**Document passage:**
________________________

19 January 2016 06:30 pm - 0     - {{hitsCtrl.values.hits}}


The Resolution on the making of a Constitution for our country, moved in Parliament by the Prime Minister on 9th January, has given rise to public debate on a wide range of issues which need to be addressed in earnest if the professed objectives are to be attained.


I. Causes for Concern
(a) Absence of Cabinet Approval

Incredible as it may seem, the 6-page Resolution, setting out in detail the Government’s plans for drafting a basic law intended to govern our country for several generations, was presented to Parliament without the approval of the Cabinet of Ministers.  It is an essential requirement that all legislation brought to Parliament as government business, is discussed at Cabinet and moved in the Legislature by the relevant minister with the consent of his colleagues in keeping with the principle of collective responsibility.

The Resolution in question dealt with no ordinary legislative business; it related to no less than the formulation of the Constitution of the Republic.  And yet, almost defying belief, it saw the light of day, unbeknown even to the body charged with direction of the Government--the Cabinet of Ministers--let alone the general public.

(b) A Strange Animal in the Legal Bestiary

The central aim of the Resolution is the creation of a body known as the “Constitutional Assembly”.  This nomenclature is alien to our public law.  It receives no mention and derives no legitimacy from any provision in our Constitution.  By its very nature, it is an extra-legal organ.

As far as its provenance is concerned, no valid analogy can be drawn with our country’s experience of a “Constituent Assembly” in 1972, at the time of drafting of the First Republican Constitution.  The architect of that document, Dr. Colvin R. de Silva, explained the rationale of that initiative in persuasive terms.

The purpose of the innovation was to make clear, beyond any suggestion of doubt, the severance of our nation’s links with the occupant of the British Throne as Head of State and to provide in the most stark and vivid form for the transfer of sovereignty from the monarch of the United Kingdom to the National State Assembly (Parliament) and to the people of Sri Lanka.  What was sought to be achieved was the establishment of an entirely new legal pedigree, in respect of the source of sovereign jurisdiction, and the coming into being of a fresh point of departure unencumbered by the legacy of the past.  

This was rightly conceived by the minister of constitutional affairs at the time as being so fundamental as to require visual demonstration by the holding of the sessions of the Constituent Assembly at a separate venue, the Navarangahala, far removed from the accustomed precincts of Parliament.  No justification of this nature, historical or pragmatic, can possibly be invoked in this instance.  

Furthermore, the circumstances in 1972 were a sequel to the General Elections of 1970, in the run-up to which the Leader of the United Left Front, the late Prime Minister Sirimavo Bandaranaike, in her published manifesto, specifically requested a mandate for the creation of a Constituent Assembly for promulgating a new Constitution, and received, on her own, for the front which she led, a clear two-thirds majority in the new Parliament.
In both these respects, the present situation is entirely distinguishable.

(c)Dominant role of the “Steering Committee”

________________________

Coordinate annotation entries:

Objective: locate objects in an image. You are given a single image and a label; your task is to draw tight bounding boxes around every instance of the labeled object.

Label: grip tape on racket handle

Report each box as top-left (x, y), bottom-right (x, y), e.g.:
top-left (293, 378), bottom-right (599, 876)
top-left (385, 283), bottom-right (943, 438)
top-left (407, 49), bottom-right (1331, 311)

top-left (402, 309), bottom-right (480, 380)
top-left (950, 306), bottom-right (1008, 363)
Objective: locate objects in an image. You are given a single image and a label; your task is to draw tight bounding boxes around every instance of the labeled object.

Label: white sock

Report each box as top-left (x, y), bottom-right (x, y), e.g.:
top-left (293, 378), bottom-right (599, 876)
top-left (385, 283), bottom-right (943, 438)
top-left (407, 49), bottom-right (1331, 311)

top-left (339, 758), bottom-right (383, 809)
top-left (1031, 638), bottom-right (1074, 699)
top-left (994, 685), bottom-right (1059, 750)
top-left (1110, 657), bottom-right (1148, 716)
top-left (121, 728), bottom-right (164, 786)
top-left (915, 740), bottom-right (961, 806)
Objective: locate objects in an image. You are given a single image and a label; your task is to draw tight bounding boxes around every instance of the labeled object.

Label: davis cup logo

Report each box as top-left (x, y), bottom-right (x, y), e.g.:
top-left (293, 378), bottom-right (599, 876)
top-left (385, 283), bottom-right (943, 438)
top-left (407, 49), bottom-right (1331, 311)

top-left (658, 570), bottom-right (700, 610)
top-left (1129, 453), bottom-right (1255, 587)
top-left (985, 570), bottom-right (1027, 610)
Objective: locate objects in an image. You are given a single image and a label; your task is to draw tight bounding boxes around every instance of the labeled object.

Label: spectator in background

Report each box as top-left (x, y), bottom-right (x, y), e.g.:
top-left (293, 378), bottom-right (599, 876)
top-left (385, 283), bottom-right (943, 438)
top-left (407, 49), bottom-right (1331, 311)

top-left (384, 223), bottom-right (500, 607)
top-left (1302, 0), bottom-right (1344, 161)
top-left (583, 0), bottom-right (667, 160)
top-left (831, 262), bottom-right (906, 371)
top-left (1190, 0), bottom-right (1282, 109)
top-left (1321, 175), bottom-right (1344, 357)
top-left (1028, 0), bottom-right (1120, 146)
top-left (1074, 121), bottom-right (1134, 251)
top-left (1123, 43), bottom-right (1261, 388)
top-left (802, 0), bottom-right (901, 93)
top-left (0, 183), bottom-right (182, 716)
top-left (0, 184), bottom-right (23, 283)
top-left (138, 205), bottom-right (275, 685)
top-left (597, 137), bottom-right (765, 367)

________________________

**Set exercise 1:**
Answer these questions about the Constitution resolution article:
(a) On what date did the Prime Minister move the Resolution in Parliament?
(b) Who does the article name as the architect of the First Republican Constitution?
(c) At what venue were the sessions of the Constituent Assembly held?
**Set exercise 2:**
Write the next part of the Constitution resolution article, starting with the section under its last heading, "Dominant role of the “Steering Committee”".

**Output 1:**
(a) 9th January
(b) Dr. Colvin R. de Silva
(c) The Navarangahala

**Output 2:**
The greatest danger attendant on the current adventure arises from key features of the modalities envisaged in the Resolution.  The conclusion is inescapable that the crucial body, in the whole process, is the “Steering Committee” sought to be established by paragraph 5(a).  The Chairman of this body is the Prime Minister.  While other sub-committees may be appointed, the effect of paragraph 16 is that all these sub-committees are required to submit their reports to the Steering Committee which, moreover, appoints the chairmen of all the sub-committees – para 5(b).  In terms of para 7, it is the Steering Committee that is called upon by the Prime Minister to present a resolution proposing a Draft Constitution.  It is, as well, the Steering Committee that is empowered to seek the services of other institutions (para 9) and to appoint experts from outside (para 10).  

The overbearing influence of a small coterie of persons (not including even the Cabinet or party leaders, as such) and the potential reduction of Parliament to a rubber stamp, each Member not having equal opportunity to make his or her contribution, are the main perils to be guarded against.

(d) Relegation of the Standing Orders of Parliament 

This risk of marginalisation is enhanced by the reality that the entire process is envisioned outside the framework of the Standing Orders of Parliament.
Standing Order 86(1) makes direct provision for the appointment of a Committee of the Whole House --- the obvious instrument for carrying out the desired task.  The appropriate course of action, clearly, is for constitution making to be undertaken not by the alien and unrecognised body designated as a “Constitutional Assembly” but by Parliament itself, within the contours of the Standing Orders which regulate the proceedings of the House.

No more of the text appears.